_What the task asks_
Extend the essay on remakes, art and Hannah Gadsby's Nanette with a few paragraphs that pick up after its final sentence.

In the domestic box office, only three of the 25 top-grossing films of 2023 were not sequels, reboots, or otherwise based on existing property. Of those three, only one, the Disney/Pixar property Elemental, cracked the top ten. Another was the Taylor Swift Eras Tour film, and I honestly can't even decide whether or not it counts.
I often think of art as a quilt. In quilting, any given creation is the scraps and cuttings of all the fabrics that came before, sliced up and threaded by hand into a new pattern, a new shape. For a long time I didn’t make things because I didn’t think I could find something new to say; now I’m convinced that there is nothing new to say, only the way you say it. Shakespeare rewrote folk stories and myths, and then we rewrote Shakespeare, on and on for half a millennium. Judas kissed Jesus in the garden, Lear cast out Cordelia, and then Kendall Roy ripped up those note cards in that tempest of a press conference. It makes perfect sense to me.
So it is surprising when you see something that so thoroughly unmakes the quilt, that shows you its seams and makes you watch as it pulls the threads out one-by-one. Defoe and Fielding show us what a novel can be, and then Joyce breaks it apart. Eisenstein’s Battleship Potemkin gives us the magic of cuts as a baby carriage careens down a staircase; only a few decades pass before Hitchcock does away with them in Rope. In 1910, Mary MacLane breaks the fourth wall and narrates a series of love affairs directly into the camera in her film Men Who Have Made Love to Me; more than a century later I watch Fleabag do the same and sob on my couch as she finally walks away from it.
In recent years, nothing has captured this feeling of unmaking feeling quite so much as Hannah Gadsby’s Nanette, which turns the comedy special on its head and breaks it, refusing to laugh. Nanette cracks open the form to show us what lies beneath. It argues that, regardless of what we’ve heard, laughter is not the best medicine; rather, it is a bottle of snake oil.
In Nanette, Gadsby draws a contrast between storytelling and comedy. The difference, she says, is that jokes need two parts, a beginning and a middle, a setup and punchline, while a story needs a beginning, a middle, and an end. “In a comedy show there’s no room for the best part of the story, which is the ending,” she says. “In order to finish on a laugh, you have to end with punchlines.” Nanette lays out the rules, and then refuses to play the game. Gadsby has decided, she says, that she needs to quit comedy, so as to reclaim the power to tell her story with an ending. It is a refusal to belittle herself, to use herself as a punchline. “You’re on your own from here,” she tells her audience.

_Material shown_
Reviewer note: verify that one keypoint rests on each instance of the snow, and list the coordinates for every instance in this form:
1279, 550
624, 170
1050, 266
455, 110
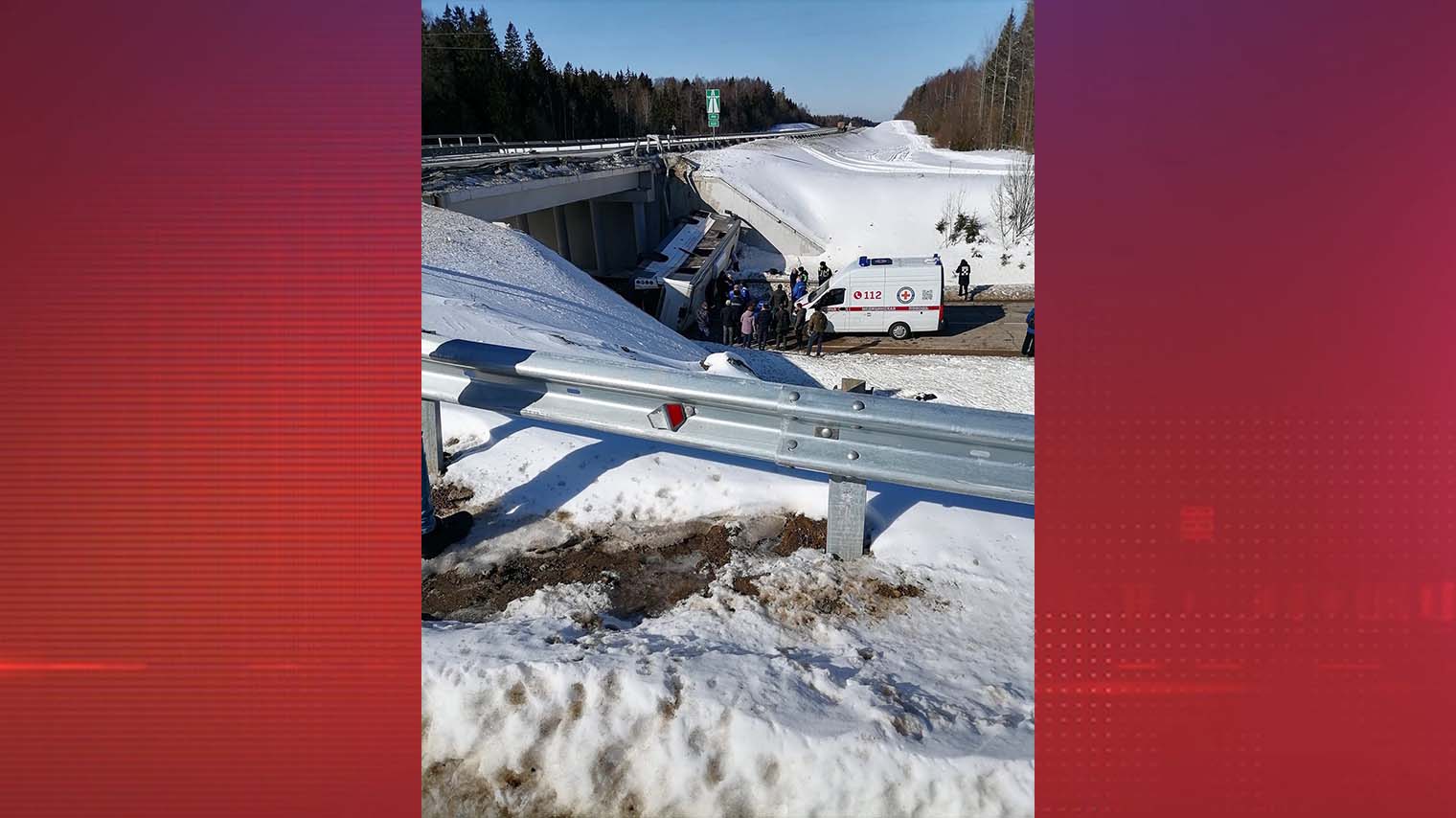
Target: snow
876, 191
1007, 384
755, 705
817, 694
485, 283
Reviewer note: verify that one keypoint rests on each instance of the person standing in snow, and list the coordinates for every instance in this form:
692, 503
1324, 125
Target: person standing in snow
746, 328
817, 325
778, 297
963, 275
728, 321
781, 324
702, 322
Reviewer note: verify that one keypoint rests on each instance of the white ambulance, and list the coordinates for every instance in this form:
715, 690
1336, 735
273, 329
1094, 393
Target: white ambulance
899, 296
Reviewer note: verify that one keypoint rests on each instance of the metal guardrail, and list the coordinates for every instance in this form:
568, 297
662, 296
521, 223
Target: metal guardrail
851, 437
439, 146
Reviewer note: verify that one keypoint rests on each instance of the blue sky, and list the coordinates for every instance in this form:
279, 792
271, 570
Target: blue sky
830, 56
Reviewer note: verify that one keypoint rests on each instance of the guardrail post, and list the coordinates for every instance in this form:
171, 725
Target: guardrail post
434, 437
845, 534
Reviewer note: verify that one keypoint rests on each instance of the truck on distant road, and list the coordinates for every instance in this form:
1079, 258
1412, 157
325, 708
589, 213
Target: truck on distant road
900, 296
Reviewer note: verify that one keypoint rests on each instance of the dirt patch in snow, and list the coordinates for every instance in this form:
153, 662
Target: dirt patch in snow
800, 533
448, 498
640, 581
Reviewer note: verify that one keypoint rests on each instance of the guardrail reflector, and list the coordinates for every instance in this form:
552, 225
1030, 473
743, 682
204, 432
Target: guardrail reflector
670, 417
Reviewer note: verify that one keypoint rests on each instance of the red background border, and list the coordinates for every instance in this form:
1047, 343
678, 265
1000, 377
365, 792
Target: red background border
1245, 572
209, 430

==

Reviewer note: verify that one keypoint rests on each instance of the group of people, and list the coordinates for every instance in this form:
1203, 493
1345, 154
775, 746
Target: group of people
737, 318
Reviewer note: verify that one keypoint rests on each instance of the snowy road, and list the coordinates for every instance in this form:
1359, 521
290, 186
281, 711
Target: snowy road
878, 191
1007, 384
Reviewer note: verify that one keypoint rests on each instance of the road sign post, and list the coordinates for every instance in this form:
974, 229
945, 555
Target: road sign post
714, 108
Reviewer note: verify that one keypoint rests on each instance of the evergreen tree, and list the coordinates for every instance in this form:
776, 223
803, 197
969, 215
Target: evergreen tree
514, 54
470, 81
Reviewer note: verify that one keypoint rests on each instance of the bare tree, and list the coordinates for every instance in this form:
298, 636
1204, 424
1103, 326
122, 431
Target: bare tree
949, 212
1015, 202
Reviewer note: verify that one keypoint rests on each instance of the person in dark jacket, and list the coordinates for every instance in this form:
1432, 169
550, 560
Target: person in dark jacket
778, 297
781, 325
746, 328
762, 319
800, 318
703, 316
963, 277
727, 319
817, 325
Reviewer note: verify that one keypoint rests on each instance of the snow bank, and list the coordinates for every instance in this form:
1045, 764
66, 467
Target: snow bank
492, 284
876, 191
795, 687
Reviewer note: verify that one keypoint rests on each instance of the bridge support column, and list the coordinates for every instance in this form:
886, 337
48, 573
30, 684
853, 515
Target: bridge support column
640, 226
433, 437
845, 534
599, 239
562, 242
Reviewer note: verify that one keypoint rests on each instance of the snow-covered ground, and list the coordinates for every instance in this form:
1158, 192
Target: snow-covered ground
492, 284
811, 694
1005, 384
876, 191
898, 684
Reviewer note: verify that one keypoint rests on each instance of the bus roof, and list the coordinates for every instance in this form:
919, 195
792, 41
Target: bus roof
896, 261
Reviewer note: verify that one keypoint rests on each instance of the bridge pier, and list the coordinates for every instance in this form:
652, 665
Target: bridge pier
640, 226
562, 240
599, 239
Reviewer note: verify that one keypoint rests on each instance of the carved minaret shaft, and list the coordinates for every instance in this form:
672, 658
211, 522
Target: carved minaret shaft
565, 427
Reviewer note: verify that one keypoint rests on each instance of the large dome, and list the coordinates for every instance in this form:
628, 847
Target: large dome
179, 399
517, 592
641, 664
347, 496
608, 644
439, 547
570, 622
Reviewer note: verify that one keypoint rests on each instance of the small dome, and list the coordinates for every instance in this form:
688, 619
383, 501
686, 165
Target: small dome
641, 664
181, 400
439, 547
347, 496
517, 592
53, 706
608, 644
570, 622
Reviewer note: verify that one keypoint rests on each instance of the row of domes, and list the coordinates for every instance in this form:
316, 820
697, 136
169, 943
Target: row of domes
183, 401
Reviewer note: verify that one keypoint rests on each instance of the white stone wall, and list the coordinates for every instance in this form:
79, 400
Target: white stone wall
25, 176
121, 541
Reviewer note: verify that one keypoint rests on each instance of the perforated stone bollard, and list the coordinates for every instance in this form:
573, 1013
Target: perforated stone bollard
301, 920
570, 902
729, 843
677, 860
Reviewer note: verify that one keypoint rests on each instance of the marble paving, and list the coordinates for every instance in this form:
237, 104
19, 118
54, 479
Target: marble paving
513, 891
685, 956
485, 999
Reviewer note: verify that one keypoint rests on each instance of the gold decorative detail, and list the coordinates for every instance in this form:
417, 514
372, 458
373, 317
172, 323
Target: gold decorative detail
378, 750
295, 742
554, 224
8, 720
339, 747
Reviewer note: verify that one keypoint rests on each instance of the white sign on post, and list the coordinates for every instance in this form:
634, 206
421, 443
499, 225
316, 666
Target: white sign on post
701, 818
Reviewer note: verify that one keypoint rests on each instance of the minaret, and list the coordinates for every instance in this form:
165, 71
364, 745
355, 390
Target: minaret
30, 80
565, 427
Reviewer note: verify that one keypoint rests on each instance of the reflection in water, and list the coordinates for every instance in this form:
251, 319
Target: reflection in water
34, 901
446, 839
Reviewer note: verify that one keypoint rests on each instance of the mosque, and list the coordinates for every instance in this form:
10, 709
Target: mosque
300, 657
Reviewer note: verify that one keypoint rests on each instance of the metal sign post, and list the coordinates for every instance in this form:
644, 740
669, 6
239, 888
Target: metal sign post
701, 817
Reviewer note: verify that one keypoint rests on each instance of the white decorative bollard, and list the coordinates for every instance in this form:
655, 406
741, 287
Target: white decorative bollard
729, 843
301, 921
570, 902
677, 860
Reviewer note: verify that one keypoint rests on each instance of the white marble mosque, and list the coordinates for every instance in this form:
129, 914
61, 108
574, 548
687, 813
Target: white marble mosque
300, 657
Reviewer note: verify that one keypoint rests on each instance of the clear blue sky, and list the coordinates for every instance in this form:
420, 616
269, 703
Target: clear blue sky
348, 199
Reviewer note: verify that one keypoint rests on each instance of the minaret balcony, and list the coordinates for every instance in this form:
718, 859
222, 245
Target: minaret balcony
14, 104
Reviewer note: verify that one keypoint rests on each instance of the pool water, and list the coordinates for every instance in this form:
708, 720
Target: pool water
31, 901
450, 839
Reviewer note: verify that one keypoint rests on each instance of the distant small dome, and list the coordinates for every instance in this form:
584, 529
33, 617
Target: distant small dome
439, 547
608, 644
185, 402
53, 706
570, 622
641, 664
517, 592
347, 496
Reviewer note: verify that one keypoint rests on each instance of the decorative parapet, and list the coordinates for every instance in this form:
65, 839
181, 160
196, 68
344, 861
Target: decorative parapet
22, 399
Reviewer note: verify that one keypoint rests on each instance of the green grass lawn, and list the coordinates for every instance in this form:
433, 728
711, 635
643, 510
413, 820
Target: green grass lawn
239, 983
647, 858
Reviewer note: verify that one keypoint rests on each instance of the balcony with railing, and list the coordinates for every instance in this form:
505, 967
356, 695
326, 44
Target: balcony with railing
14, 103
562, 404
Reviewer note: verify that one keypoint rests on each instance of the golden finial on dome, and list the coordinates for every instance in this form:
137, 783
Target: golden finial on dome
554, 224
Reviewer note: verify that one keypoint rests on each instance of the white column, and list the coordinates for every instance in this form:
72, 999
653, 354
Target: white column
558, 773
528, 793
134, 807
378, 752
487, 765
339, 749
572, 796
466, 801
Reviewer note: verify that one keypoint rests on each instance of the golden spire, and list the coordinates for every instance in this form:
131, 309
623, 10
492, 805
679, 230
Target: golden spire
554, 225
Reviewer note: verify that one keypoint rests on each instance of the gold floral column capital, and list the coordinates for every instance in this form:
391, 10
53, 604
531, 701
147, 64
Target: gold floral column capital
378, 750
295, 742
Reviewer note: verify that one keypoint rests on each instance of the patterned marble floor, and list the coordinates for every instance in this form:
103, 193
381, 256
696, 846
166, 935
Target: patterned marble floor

_Expected answer_
Nanette is brilliant, and nearly impossible to follow up. I tend to think, however, that good comedy often is tripartite. Even in a traditional sense, the best jokes are not simply setup and punchline, but rather setup, punchline, and tag. The tag is a punchline’s punchline, what comic Mike Birbiglia has referred to as the device that “builds out the metaphor of the whole thing,” allowing audiences time to catch up to the comic, to fully inhabit the metaphor of the joke. Birbiglia, whose collaboration with Ira Glass has expanded and refined his comic sensibility, organizes specials that blur the line between storytelling and joke-telling, reminding us that most of the best joke-telling is storytelling. Birbiglia’s work is often predicated on traditional joke premises — the notion of the ignorant, schlubby clown, the bumbling-yet-well-meaning father. One joke early in his 2019 special The New One pokes at the tendency of parents to call their children geniuses: “My nephew spits yogurt on his shirt,” he says, “And my brother’s like, ‘He’s a genius!’ And I’m like, ‘I’m not seeing that.’” But the joke’s tag is delayed, only arriving at the end of the show, after Birbiglia has walked us through the birth of his daughter and his journey into fatherhood. “We took Oona to a department store, and she spots this couch. Oona loves the couch,” he says and imitates his daughter: “She goes, ‘Couch!’ ‘Wug!’ ’Piwwow!’” Then he looks out at the audience, theatrically proudly, and says, “She’s a genius.”
Birbiglia’s punchline situates himself as the butt of the joke, as Gadsby’s work laments. But his work is effective because it prioritizes the tag, drawing out the space between punchline and follow-up. With the special’s long reflection on fatherhood situated between the joke’s punchline and tag, he displays for us his own growth, as a father and as a man. The tag illuminates that the original punchline is essentially a misrecognition, nuancing and enhancing the show’s broader storytelling. It reveals the setup for the misdirection it is.
As a format, the setup-punchline-tag progression works a little like the way Michael Caine’s character describes the anatomy of a magic trick in Christopher Nolan's 2008 film The Prestige. First, there is the pledge; the magician shows you something ordinary — a bird, a deck of cards, a man. Second, the turn: the ordinary thing is made to do something extraordinary. And of course, the prestige, the finale. Because, as Michael Caine’s character says in the film, making something disappear isn’t enough — you have to bring it back.
The prestige. The thing that brings us back. The return to equilibrium, and the stunning pleasure of that return.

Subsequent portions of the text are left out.